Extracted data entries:

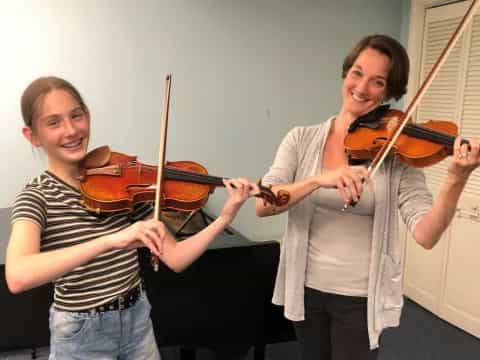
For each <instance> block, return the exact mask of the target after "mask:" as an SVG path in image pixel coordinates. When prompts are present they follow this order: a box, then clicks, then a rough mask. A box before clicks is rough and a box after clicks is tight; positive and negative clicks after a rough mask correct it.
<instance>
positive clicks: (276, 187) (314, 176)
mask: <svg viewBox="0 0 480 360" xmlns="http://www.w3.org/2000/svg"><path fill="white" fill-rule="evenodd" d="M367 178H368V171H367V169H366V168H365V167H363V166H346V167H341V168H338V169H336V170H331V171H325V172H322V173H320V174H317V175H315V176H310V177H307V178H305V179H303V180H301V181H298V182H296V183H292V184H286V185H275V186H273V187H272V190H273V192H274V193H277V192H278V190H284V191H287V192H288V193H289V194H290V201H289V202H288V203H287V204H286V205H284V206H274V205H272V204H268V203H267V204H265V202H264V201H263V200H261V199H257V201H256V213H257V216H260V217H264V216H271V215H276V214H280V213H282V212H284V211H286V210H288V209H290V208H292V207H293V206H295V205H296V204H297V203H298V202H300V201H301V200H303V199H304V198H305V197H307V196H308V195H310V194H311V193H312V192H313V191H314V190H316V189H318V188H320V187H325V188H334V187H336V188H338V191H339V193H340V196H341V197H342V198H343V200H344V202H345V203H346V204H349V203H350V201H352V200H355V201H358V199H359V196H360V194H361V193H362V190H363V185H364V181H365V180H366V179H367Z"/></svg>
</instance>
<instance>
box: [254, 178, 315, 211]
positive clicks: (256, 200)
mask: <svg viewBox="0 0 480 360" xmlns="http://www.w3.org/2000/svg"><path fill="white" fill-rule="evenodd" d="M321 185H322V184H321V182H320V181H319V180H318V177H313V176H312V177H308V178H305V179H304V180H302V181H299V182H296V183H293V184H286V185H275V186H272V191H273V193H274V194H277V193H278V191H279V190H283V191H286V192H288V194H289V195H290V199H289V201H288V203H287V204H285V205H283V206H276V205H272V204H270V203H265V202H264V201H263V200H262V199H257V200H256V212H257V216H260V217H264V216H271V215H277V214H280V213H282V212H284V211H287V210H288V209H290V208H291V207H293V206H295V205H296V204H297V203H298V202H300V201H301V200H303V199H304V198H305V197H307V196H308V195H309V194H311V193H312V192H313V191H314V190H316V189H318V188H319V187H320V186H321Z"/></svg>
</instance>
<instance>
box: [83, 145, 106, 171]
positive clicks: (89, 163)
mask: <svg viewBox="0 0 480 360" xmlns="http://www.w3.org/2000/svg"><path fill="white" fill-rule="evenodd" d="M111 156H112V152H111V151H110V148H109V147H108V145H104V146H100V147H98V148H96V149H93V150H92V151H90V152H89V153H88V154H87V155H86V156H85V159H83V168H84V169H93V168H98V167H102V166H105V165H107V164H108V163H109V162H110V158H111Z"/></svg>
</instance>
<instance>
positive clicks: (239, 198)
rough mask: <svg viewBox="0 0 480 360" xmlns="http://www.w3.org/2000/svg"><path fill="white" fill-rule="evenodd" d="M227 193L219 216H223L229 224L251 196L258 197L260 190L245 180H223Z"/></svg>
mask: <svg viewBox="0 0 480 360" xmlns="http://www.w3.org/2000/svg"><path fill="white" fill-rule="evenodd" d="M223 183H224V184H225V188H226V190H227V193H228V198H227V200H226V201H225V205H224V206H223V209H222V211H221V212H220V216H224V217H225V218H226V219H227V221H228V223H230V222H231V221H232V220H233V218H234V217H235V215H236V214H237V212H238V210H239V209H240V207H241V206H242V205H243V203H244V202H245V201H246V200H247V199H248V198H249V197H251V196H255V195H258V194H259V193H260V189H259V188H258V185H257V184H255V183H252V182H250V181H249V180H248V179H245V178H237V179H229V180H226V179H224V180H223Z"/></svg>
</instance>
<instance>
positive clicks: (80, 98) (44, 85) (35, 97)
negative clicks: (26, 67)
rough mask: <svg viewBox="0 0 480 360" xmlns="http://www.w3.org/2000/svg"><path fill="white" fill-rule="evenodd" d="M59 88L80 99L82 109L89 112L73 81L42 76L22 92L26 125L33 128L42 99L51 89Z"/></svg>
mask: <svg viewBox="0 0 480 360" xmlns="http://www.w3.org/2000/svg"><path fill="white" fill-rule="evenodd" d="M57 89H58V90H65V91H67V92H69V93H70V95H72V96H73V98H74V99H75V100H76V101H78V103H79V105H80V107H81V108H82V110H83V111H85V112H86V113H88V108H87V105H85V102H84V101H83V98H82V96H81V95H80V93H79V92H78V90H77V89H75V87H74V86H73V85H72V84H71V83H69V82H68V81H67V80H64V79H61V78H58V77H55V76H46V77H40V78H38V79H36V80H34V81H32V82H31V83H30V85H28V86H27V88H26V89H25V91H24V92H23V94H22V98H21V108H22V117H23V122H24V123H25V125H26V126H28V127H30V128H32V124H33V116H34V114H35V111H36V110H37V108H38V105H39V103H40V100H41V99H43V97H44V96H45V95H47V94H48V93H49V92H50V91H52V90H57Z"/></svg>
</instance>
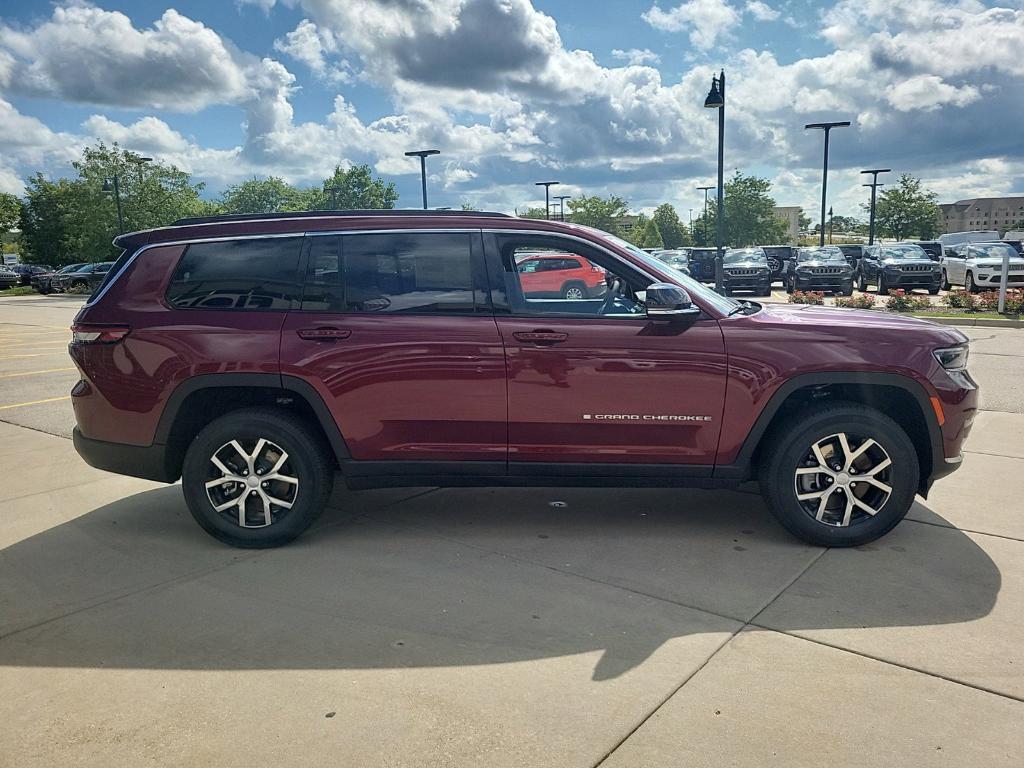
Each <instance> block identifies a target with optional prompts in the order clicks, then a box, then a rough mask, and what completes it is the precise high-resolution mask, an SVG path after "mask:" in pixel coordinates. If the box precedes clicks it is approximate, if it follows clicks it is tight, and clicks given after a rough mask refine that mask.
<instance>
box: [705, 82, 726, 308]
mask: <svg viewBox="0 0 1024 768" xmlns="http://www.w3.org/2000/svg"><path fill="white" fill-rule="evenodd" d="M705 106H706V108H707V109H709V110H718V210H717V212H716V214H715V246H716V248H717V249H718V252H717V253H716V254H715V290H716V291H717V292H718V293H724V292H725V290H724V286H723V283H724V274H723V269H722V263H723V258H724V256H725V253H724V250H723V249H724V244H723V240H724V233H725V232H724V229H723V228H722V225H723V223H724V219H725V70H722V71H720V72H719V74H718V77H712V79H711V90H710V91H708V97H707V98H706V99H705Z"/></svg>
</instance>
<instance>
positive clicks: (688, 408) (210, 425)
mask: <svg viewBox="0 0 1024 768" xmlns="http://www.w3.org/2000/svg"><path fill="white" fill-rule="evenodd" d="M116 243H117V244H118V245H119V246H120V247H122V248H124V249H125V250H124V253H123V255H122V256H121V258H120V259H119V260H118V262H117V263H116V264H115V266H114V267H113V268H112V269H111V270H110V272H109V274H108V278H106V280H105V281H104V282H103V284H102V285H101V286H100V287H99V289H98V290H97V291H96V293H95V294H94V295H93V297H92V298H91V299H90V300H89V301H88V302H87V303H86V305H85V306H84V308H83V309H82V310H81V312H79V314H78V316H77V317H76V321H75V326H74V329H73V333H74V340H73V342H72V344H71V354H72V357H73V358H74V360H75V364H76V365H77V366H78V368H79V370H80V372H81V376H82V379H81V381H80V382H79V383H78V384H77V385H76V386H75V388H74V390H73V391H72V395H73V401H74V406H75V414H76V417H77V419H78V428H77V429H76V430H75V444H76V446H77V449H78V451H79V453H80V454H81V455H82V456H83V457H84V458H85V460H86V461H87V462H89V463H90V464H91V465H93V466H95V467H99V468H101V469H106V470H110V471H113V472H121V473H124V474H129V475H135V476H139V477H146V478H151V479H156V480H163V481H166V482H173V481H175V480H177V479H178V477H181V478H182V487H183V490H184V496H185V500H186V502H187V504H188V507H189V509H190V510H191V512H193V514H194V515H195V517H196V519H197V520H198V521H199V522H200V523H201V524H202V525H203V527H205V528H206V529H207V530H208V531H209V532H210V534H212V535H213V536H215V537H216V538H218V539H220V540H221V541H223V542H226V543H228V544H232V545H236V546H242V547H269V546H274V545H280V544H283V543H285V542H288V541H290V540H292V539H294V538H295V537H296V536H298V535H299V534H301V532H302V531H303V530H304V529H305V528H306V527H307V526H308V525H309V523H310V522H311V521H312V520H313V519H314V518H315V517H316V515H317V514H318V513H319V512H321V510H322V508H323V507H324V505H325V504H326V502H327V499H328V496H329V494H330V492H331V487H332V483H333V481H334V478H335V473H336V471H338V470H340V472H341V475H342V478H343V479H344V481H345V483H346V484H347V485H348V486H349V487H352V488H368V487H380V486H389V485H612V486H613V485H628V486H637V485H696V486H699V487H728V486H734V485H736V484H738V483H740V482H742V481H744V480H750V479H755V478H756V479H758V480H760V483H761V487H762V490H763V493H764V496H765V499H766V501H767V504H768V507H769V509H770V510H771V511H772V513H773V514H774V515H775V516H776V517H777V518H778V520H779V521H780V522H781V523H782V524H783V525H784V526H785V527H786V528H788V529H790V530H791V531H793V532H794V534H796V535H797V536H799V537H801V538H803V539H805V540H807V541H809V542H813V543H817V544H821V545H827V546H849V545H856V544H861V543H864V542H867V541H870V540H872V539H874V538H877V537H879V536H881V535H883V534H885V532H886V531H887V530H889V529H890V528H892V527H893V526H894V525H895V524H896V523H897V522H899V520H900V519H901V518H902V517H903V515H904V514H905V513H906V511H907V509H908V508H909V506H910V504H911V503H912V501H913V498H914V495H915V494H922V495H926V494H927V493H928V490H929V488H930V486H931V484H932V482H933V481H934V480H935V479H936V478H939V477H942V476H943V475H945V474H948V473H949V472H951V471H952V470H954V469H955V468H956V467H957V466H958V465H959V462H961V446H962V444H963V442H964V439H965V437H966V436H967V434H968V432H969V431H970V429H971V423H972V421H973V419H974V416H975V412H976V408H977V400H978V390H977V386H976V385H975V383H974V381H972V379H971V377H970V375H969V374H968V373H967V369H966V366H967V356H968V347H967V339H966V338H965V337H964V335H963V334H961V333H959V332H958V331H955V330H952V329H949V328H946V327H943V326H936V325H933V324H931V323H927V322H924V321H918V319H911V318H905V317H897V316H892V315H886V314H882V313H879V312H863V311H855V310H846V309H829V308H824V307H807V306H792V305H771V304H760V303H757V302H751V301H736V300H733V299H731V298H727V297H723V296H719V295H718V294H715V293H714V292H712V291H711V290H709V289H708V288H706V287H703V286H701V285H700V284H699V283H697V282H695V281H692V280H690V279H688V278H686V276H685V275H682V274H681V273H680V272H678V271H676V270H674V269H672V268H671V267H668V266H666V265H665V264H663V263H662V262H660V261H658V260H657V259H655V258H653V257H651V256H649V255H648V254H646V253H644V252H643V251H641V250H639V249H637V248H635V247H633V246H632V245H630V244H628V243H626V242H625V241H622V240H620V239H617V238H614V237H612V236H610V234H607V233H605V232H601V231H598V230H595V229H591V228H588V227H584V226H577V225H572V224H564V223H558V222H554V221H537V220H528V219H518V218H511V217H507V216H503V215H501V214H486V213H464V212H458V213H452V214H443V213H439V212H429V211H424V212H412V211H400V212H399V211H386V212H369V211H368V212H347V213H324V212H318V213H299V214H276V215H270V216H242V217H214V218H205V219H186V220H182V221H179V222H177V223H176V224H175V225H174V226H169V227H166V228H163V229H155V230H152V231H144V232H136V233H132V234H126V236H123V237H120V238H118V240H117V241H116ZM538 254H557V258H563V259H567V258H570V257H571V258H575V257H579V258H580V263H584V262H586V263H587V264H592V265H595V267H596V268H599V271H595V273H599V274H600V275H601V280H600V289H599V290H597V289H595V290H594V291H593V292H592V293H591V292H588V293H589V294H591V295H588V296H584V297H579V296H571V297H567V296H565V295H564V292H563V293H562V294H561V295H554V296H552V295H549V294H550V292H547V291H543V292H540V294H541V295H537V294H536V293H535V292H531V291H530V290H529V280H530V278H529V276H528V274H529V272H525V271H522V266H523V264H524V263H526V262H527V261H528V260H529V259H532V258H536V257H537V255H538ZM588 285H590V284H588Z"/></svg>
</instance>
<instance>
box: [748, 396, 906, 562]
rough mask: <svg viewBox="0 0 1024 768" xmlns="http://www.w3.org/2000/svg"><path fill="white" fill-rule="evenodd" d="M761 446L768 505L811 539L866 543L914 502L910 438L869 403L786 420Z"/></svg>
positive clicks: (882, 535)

_To-do item_:
Recast the material, from its start up to and including the line with "positive clicks: (276, 187) (314, 176)", as a JSON list of strings with one string per line and no blank lines. Leave the pictures out.

_Solution to this problem_:
[
  "For each <instance> block, return the exact mask of the target after \"mask:\" as an SVG path in image pixel coordinates. When prompts are present they follow this order: a box, then clicks, then a rough mask. A box before clicks is rough and a box after clicks is tight; positive and negative clicks after a rough mask correct it.",
  "<instance>",
  "positive clicks: (276, 187) (314, 176)"
]